Problem requirements » Convert the records into a two-column CSV with the header text,answer. Give one row per record, with the record's wording under text and its answer under answer, each enclosed in double quotes and with any line breaks replaced by spaces.

Data »

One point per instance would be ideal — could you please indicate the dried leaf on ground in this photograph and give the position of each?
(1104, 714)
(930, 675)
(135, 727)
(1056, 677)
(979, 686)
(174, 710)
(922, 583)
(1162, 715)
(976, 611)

Task response »
text,answer
"One point per instance would be ideal — could you please indicate the dried leaf on ground in this photograph and give the position of each?","(1104, 714) (930, 675) (135, 727) (1056, 677) (979, 686) (174, 710) (922, 583) (1162, 715) (976, 611)"